▶ EXERCISE INSTRUCTIONS
Turn every line of the rows below into a numbered list, skipping blank lines. Leave the pictures out.

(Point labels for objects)
--- BEGIN ---

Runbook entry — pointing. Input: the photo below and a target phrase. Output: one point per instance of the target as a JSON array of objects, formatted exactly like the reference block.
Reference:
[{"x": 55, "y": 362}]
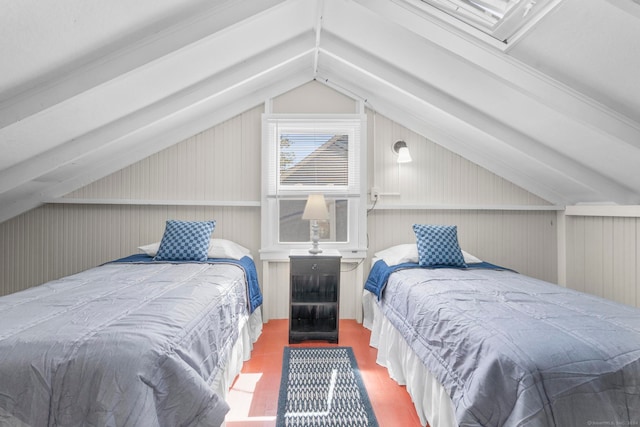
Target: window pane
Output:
[
  {"x": 314, "y": 159},
  {"x": 294, "y": 229}
]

--- END ---

▶ RESULT OF THIS TASK
1. Runbook entry — pointing. Input: the photo below and a target phrase. Output: one point per instance of the target as a JSON array of objects, formatted exactly like the reference block.
2. Reference:
3. [{"x": 55, "y": 362}]
4. Target: window pane
5. Output:
6. [
7.   {"x": 314, "y": 159},
8.   {"x": 294, "y": 229}
9. ]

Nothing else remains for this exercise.